== What to do ==
Within the records that follow, find every line containing the string "would". Copy those lines.

Collected data entries

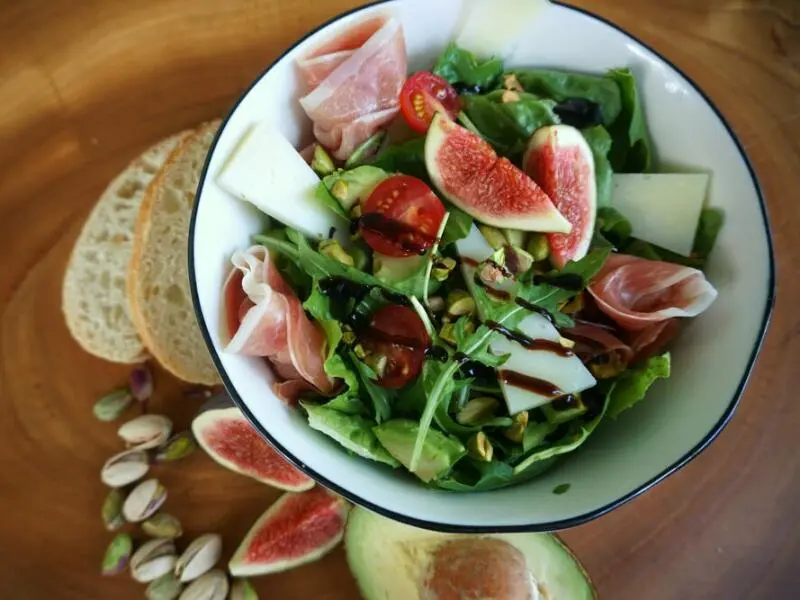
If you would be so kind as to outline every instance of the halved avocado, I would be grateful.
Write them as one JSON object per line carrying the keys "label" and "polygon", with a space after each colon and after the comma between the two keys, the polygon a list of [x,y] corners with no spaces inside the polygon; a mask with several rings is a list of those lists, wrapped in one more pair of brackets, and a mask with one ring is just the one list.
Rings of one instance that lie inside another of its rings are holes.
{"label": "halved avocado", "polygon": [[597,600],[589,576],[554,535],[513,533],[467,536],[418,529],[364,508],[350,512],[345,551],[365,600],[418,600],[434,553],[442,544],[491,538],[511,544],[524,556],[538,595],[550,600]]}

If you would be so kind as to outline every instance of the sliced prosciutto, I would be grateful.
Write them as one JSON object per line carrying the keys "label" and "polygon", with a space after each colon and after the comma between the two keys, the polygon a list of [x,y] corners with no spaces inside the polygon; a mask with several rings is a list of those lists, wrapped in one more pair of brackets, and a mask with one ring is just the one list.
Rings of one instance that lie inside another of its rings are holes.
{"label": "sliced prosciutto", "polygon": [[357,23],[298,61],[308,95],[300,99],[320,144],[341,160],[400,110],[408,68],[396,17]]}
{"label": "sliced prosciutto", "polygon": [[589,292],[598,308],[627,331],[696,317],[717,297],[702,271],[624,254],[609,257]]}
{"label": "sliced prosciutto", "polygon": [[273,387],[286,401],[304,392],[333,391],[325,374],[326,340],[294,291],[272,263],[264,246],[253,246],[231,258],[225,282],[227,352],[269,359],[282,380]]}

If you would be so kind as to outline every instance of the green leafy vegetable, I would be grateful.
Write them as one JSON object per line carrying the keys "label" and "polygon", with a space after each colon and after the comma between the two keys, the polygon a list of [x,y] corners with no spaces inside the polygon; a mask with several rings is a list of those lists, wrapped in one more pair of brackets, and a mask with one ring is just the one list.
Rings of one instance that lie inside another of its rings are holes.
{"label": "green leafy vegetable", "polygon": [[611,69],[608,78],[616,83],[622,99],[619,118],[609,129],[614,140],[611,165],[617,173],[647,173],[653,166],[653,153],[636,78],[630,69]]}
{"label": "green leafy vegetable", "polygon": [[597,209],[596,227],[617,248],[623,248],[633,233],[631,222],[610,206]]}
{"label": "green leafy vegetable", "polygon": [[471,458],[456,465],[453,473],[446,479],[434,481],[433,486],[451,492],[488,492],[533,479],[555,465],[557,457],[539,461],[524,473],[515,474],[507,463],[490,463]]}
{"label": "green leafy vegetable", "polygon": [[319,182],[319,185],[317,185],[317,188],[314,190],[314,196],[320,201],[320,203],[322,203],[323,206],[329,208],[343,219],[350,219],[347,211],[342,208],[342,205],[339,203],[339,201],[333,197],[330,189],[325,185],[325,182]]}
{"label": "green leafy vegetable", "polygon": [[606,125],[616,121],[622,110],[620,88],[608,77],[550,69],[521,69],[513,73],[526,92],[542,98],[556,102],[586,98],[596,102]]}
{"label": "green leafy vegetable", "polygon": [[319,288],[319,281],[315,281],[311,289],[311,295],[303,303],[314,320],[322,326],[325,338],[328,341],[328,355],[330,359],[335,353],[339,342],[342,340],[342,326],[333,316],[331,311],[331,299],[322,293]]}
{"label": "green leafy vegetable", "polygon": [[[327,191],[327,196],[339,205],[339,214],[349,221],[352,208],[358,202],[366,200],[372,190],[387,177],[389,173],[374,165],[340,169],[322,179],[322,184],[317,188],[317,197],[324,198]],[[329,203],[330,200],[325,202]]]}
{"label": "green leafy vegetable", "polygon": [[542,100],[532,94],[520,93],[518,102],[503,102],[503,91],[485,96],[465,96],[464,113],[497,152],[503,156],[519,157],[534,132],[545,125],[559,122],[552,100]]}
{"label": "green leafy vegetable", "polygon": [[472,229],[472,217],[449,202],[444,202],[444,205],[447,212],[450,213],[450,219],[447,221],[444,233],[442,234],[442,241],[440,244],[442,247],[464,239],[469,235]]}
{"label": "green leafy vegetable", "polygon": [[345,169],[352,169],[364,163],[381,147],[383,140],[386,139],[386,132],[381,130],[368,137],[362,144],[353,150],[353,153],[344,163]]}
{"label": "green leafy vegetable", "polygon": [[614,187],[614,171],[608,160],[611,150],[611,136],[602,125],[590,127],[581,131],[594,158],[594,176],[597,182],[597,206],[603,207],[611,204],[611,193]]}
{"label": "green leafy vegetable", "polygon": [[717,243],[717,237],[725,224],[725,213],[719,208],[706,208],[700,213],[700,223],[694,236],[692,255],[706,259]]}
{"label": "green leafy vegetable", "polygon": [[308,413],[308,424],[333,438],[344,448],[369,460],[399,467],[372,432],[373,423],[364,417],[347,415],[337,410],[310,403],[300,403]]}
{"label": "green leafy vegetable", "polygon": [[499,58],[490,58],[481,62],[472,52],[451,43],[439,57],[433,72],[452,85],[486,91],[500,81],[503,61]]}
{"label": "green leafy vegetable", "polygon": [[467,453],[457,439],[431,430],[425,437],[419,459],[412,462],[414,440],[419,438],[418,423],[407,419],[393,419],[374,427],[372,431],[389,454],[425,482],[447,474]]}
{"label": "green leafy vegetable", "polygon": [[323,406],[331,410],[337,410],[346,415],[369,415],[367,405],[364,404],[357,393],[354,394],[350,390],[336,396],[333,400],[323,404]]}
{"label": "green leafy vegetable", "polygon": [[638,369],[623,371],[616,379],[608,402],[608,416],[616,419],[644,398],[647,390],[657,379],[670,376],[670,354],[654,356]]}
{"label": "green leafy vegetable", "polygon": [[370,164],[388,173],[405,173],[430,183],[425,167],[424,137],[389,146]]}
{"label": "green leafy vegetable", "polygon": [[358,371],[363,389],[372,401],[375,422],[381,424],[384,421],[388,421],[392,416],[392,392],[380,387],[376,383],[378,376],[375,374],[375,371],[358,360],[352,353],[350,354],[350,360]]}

== Solution to the problem ==
If you would be so kind as to outline every instance of the halved avocado, I would be grateful.
If you would be so kind as to outline every instance of the sliced prosciutto, I would be grateful.
If you would be so kind as to outline every instance of the green leafy vegetable, I would be grateful.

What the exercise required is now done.